--- Exercise material Enclosed Below ---
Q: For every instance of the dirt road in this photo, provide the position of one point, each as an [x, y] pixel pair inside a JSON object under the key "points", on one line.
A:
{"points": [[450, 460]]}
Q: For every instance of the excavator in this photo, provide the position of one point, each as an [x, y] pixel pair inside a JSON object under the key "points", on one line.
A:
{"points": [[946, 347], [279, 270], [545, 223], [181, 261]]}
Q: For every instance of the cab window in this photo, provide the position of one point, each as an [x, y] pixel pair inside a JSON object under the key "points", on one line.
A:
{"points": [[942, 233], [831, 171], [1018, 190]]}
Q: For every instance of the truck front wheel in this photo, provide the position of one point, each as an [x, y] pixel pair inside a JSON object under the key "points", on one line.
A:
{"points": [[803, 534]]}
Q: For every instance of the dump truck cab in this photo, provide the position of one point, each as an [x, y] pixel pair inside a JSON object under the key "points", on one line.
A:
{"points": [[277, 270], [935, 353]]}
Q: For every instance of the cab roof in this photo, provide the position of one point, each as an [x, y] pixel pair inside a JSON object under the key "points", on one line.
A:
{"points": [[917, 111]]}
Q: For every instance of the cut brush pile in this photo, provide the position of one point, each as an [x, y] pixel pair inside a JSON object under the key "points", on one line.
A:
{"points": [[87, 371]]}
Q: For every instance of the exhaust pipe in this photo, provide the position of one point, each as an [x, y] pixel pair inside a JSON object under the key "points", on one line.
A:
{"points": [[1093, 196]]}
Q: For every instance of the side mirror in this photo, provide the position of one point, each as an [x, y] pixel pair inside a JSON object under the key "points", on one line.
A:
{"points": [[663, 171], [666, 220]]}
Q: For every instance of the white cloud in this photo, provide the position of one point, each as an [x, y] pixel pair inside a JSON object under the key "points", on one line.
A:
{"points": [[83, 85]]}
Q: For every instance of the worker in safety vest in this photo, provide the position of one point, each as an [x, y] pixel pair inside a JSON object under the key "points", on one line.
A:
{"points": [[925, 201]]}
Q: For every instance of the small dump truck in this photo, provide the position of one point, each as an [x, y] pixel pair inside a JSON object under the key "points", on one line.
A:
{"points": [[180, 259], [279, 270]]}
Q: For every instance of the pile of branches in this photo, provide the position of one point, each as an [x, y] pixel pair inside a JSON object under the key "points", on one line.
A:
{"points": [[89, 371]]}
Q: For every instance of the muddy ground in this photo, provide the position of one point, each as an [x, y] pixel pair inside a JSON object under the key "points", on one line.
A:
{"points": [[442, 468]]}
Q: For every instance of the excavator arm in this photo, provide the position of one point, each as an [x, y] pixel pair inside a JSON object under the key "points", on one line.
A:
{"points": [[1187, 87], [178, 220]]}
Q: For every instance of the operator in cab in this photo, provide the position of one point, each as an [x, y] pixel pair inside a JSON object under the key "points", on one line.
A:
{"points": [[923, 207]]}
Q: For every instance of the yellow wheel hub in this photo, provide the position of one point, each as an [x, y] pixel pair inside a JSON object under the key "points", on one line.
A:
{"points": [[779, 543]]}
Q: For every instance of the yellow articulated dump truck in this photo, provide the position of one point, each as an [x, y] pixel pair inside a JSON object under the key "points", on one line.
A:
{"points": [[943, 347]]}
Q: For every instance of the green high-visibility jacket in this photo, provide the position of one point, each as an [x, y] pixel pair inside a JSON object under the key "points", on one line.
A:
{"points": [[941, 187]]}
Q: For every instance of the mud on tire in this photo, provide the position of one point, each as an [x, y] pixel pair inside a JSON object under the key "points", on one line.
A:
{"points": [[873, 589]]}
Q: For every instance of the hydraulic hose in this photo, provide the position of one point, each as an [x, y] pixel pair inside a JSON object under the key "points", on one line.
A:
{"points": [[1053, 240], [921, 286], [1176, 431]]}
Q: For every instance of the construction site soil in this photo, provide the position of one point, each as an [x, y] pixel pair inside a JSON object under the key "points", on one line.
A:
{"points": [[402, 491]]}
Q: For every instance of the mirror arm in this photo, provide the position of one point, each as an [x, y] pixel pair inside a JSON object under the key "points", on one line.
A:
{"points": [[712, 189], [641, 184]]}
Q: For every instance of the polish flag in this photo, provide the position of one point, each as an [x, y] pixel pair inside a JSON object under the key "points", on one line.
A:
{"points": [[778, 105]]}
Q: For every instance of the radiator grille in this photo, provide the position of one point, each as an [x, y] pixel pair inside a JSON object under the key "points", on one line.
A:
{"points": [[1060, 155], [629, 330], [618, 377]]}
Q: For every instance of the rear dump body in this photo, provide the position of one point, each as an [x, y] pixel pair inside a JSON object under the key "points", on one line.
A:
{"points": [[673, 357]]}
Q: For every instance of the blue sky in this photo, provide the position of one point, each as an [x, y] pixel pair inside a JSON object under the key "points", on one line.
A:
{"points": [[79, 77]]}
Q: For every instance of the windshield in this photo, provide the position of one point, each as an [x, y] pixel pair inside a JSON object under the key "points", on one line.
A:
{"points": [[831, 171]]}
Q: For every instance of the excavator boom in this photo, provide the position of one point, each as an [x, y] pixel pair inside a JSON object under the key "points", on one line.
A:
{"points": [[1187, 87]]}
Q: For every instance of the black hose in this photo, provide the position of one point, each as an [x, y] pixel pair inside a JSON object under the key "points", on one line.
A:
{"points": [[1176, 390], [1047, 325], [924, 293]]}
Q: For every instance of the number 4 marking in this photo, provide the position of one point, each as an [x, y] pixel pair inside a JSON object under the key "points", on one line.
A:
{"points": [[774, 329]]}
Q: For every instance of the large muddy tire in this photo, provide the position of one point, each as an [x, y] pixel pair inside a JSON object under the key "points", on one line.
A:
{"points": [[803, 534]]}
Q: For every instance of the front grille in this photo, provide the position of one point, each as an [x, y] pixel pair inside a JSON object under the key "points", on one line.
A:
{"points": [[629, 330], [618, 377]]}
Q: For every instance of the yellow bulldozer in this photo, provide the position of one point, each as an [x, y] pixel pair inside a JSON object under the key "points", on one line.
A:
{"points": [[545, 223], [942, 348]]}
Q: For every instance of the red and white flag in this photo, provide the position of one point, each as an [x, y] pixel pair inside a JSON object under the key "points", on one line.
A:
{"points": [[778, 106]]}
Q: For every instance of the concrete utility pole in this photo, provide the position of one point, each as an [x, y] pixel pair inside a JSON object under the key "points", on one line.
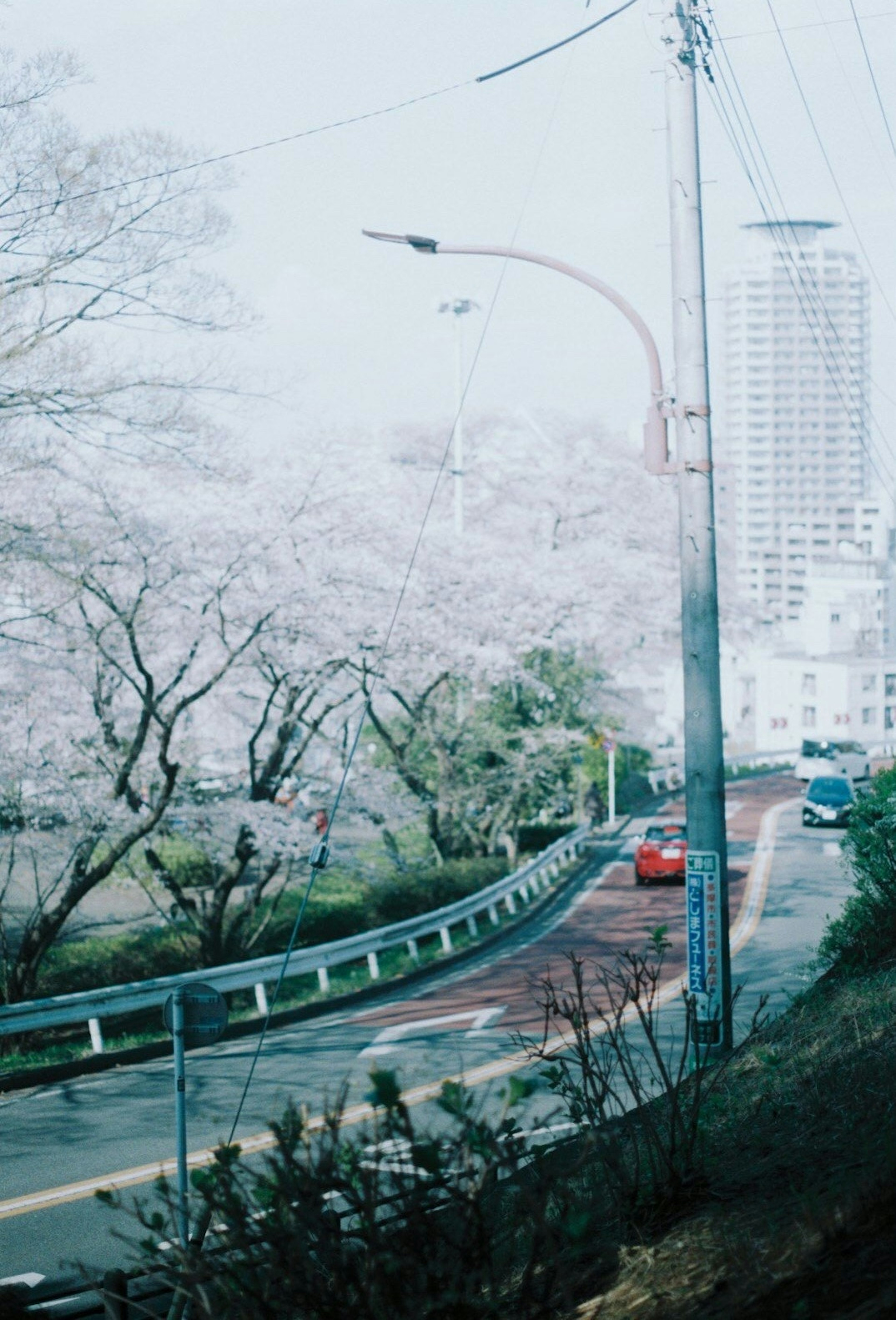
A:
{"points": [[458, 308], [708, 873]]}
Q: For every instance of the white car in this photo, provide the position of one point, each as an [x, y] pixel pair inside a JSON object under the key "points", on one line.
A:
{"points": [[832, 758]]}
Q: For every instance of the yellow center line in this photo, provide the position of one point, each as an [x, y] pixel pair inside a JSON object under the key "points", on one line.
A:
{"points": [[743, 931]]}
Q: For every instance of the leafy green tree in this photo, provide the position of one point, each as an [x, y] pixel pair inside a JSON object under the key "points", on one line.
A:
{"points": [[485, 762], [865, 932]]}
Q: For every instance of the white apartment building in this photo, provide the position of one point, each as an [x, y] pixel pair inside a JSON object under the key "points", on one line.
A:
{"points": [[795, 435]]}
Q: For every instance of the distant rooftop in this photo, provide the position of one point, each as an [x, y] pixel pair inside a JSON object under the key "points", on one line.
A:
{"points": [[803, 232]]}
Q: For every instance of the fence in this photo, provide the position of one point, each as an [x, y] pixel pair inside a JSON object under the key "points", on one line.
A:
{"points": [[92, 1006]]}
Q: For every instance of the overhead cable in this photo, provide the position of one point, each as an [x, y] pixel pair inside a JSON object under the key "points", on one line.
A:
{"points": [[874, 81], [312, 133], [795, 272], [557, 46], [322, 848], [828, 163]]}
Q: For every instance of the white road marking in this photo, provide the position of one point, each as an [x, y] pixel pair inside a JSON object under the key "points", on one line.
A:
{"points": [[386, 1041]]}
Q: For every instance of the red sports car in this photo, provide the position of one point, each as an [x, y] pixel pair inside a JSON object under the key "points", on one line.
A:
{"points": [[662, 853]]}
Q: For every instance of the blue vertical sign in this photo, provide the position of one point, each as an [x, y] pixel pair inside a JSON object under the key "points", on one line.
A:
{"points": [[704, 940]]}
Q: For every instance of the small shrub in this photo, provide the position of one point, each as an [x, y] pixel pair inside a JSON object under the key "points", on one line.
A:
{"points": [[536, 839], [865, 934], [415, 893], [115, 959], [468, 1223]]}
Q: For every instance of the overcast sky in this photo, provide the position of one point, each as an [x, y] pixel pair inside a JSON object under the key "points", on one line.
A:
{"points": [[350, 328]]}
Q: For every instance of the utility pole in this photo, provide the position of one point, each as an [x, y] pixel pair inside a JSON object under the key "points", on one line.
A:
{"points": [[458, 308], [709, 959]]}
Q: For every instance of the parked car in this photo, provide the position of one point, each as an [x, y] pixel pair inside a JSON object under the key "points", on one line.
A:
{"points": [[833, 758], [829, 800], [662, 853]]}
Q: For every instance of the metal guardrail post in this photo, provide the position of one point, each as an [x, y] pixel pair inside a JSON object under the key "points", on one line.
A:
{"points": [[89, 1006]]}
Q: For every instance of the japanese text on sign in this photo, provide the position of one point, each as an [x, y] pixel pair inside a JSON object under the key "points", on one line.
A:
{"points": [[704, 932]]}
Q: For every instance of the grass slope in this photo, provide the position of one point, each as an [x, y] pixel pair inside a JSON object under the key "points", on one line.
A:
{"points": [[796, 1216]]}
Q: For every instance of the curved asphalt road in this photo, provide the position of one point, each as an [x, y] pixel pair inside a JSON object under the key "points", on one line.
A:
{"points": [[56, 1141]]}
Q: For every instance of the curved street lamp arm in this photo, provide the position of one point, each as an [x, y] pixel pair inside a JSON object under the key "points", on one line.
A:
{"points": [[656, 447]]}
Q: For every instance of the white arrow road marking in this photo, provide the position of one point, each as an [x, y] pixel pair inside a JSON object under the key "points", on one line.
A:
{"points": [[386, 1042], [747, 921]]}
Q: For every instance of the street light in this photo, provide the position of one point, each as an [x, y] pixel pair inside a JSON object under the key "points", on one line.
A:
{"points": [[458, 308], [709, 959], [656, 443]]}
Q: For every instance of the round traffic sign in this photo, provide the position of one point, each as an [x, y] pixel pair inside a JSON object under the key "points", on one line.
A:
{"points": [[205, 1016]]}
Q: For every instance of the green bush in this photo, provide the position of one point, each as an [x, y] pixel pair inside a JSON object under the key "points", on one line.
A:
{"points": [[342, 903], [413, 893], [115, 959], [536, 839], [865, 934]]}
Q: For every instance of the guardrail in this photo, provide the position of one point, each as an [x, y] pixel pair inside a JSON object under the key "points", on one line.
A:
{"points": [[90, 1006], [672, 777]]}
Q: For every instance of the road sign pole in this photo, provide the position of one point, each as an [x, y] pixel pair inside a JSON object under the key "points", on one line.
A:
{"points": [[700, 610], [180, 1115], [612, 787]]}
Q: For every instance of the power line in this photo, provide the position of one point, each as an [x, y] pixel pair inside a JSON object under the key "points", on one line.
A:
{"points": [[221, 158], [557, 46], [780, 197], [766, 164], [828, 163], [803, 27], [874, 81], [792, 268], [203, 1227], [885, 165]]}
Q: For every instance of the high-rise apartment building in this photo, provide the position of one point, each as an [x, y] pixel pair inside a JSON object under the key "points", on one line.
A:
{"points": [[795, 436]]}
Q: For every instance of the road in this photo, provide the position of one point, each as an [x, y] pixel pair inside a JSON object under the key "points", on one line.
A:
{"points": [[60, 1142]]}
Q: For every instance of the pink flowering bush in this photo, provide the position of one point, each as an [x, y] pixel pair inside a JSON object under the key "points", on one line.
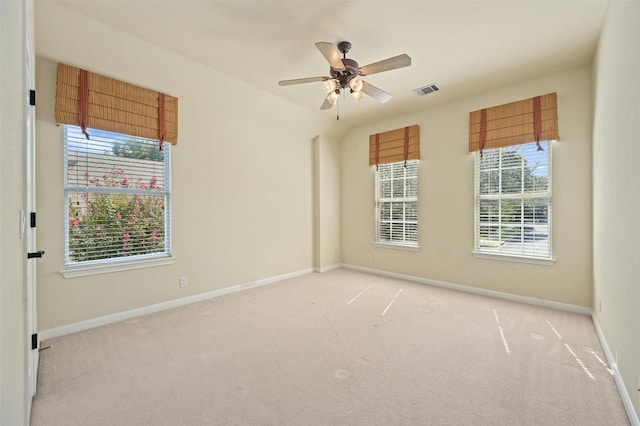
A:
{"points": [[108, 225]]}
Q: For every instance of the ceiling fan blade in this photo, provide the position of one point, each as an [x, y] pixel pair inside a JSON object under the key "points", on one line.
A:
{"points": [[399, 61], [302, 80], [331, 54], [375, 92], [327, 104]]}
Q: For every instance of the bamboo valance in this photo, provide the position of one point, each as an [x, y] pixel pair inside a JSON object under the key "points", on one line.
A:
{"points": [[395, 145], [529, 120], [91, 100]]}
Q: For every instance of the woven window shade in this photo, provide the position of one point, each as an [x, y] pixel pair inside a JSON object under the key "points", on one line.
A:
--- End of Enclosed Exercise material ---
Work order: Using the records above, copy word for word the line with "Q: For every instance of the white road", the line with "Q: For every instance of the overcast", and every line between them.

Answer below:
Q: For every instance of the white road marking in this photo, provide the position of one point, each as an [x, y] pixel pair inside a JSON object under the key "points", on one line.
A:
{"points": [[386, 1041]]}
Q: For every instance of the red sports car in this photo, provide the position of one point, each as an [x, y] pixel pair inside a JSON object under the key "points", on one line.
A:
{"points": [[662, 853]]}
Q: For every instance of the blue vertical sign in this photo, provide the position of one point, each as an [x, y] pixel pair inside a JSON object under the key "points", on one line.
A:
{"points": [[704, 940]]}
Q: For every instance of the small shrub in this photo, provide the position of one point, each as an [x, y] pixel pair inside a JSON object under the key "points", on one line.
A:
{"points": [[536, 839], [865, 934], [415, 893], [115, 959], [468, 1223]]}
Q: For every instance of the overcast sky in this photo, provide the position of one point, each as an [x, y] pixel pair inside a JSON object under the key "points", on one line.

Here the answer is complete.